WRITTEN INSTRUCTION:
Could you extract every line of the records below and reproduce each one verbatim, without changing anything?

Excerpt from a dataset:
----------

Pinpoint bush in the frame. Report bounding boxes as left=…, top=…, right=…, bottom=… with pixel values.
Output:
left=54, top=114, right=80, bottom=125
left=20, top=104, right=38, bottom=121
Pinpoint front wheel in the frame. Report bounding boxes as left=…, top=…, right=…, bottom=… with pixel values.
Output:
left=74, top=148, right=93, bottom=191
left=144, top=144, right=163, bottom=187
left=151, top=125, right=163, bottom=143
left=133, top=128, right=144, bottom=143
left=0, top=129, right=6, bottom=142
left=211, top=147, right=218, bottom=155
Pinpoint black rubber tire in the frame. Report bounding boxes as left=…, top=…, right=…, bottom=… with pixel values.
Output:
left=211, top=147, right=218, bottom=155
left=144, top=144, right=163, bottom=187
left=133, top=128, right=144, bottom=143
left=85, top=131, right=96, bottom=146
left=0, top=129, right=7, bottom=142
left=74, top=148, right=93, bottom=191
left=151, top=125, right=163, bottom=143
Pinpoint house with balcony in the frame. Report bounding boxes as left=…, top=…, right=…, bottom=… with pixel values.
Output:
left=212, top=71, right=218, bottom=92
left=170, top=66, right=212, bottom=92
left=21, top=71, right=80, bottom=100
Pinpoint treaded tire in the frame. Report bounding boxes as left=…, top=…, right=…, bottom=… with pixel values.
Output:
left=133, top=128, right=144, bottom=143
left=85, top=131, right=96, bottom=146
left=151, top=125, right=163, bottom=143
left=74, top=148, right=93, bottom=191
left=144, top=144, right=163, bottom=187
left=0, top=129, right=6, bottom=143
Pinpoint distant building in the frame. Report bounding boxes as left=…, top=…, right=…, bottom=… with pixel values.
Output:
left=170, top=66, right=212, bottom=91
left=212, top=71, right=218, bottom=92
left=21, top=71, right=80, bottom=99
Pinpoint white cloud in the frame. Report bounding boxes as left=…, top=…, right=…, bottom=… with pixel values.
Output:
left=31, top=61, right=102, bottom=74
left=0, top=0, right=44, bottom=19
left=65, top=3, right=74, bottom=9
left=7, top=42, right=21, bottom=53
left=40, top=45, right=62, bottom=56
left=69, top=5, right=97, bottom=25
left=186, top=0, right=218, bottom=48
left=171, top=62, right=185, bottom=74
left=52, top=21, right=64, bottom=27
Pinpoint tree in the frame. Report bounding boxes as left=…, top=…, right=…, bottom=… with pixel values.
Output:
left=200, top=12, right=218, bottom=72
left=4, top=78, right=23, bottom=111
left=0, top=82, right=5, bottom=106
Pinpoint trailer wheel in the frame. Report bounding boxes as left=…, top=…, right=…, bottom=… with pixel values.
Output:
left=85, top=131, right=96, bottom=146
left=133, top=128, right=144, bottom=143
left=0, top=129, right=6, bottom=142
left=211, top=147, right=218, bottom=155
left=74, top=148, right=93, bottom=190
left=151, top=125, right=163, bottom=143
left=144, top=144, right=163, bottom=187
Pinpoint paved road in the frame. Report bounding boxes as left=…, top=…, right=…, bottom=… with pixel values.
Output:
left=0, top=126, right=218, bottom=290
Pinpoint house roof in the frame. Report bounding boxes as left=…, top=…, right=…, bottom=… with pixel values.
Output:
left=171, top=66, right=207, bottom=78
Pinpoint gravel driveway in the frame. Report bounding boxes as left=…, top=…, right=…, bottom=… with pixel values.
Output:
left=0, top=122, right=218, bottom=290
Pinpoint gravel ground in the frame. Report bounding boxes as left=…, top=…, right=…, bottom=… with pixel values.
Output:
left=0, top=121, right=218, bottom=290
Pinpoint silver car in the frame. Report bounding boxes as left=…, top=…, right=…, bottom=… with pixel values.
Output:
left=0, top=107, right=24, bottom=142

----------

PROBLEM SOLUTION:
Pinpoint bush in the frame. Report bounding boxes as left=…, top=…, right=…, bottom=… with pixel values.
Output:
left=54, top=114, right=80, bottom=125
left=20, top=104, right=38, bottom=121
Pinpoint front wheel in the frame. Report bounding boxes as left=…, top=…, right=…, bottom=… with pixel values.
Output:
left=74, top=148, right=93, bottom=191
left=144, top=144, right=163, bottom=187
left=151, top=125, right=163, bottom=143
left=133, top=128, right=144, bottom=143
left=0, top=129, right=6, bottom=142
left=211, top=147, right=218, bottom=155
Pinpoint black rubber tire in the frame. Report bounding boxes as left=…, top=…, right=…, bottom=… with pixel values.
Output:
left=211, top=147, right=218, bottom=155
left=144, top=144, right=163, bottom=187
left=133, top=128, right=144, bottom=143
left=85, top=131, right=96, bottom=146
left=0, top=129, right=7, bottom=142
left=74, top=148, right=93, bottom=191
left=151, top=125, right=163, bottom=143
Pinpoint house with balcony in the frame. Report bounding boxes as left=…, top=…, right=…, bottom=… with pixel values.
Output:
left=212, top=71, right=218, bottom=92
left=170, top=66, right=212, bottom=92
left=21, top=71, right=80, bottom=100
Pinpoint treaded tire in the frame. Report bounding boxes as left=…, top=…, right=…, bottom=… with pixel values.
Output:
left=133, top=128, right=144, bottom=143
left=85, top=131, right=96, bottom=146
left=151, top=125, right=163, bottom=143
left=74, top=148, right=93, bottom=191
left=144, top=144, right=163, bottom=187
left=0, top=129, right=6, bottom=143
Pinpoint distant building in the frame. Report bounding boxes as left=…, top=…, right=…, bottom=… with pixel values.
Output:
left=170, top=66, right=212, bottom=91
left=212, top=71, right=218, bottom=92
left=21, top=71, right=80, bottom=99
Pinpoint white cloud in the frame. Report bounding boxes as left=…, top=…, right=…, bottom=… with pixel values.
Output:
left=31, top=61, right=102, bottom=74
left=0, top=0, right=44, bottom=19
left=65, top=3, right=74, bottom=9
left=7, top=42, right=21, bottom=53
left=40, top=45, right=62, bottom=56
left=69, top=5, right=97, bottom=25
left=186, top=0, right=218, bottom=48
left=171, top=62, right=185, bottom=74
left=52, top=21, right=64, bottom=27
Pinpoint tree in the frame. Report bounding boxes as left=…, top=…, right=…, bottom=… with pixel values.
Output:
left=200, top=12, right=218, bottom=72
left=4, top=78, right=23, bottom=111
left=0, top=82, right=5, bottom=106
Pinpoint trailer wheel in the frame. Report bounding boxes as left=…, top=…, right=…, bottom=… with pixel values.
Output:
left=85, top=131, right=96, bottom=146
left=133, top=128, right=144, bottom=143
left=0, top=129, right=6, bottom=142
left=211, top=147, right=218, bottom=155
left=74, top=148, right=93, bottom=190
left=151, top=125, right=163, bottom=143
left=144, top=144, right=163, bottom=187
Pinpoint paved road in the frame. Report bounding boxes as left=…, top=…, right=…, bottom=… with pixel values.
Output:
left=0, top=126, right=218, bottom=290
Pinpoint house roof in the frame. Report bounding boxes as left=…, top=…, right=…, bottom=… with pixel values.
Output:
left=171, top=66, right=207, bottom=78
Pinpoint gravel driveway in the frame. Report bounding boxes as left=…, top=…, right=…, bottom=… with pixel values.
Output:
left=0, top=122, right=218, bottom=290
Pinpoint gravel ground in the frame. Report bounding boxes as left=…, top=…, right=…, bottom=… with pixel values.
Output:
left=0, top=121, right=218, bottom=290
Pinpoint silver car in the frame. Report bounding boxes as left=…, top=…, right=…, bottom=… with pixel values.
Output:
left=0, top=107, right=24, bottom=142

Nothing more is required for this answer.